● Required action:
Please reproduce each line of the data below exactly as shown.

● Data extracts:
==========

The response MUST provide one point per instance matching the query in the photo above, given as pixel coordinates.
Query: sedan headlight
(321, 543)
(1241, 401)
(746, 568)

==========

● Response to the exercise:
The response MUST provide one point per instance matching the query in the photo above, given as pixel coordinates.
Query: sedan headlight
(321, 543)
(1241, 401)
(746, 568)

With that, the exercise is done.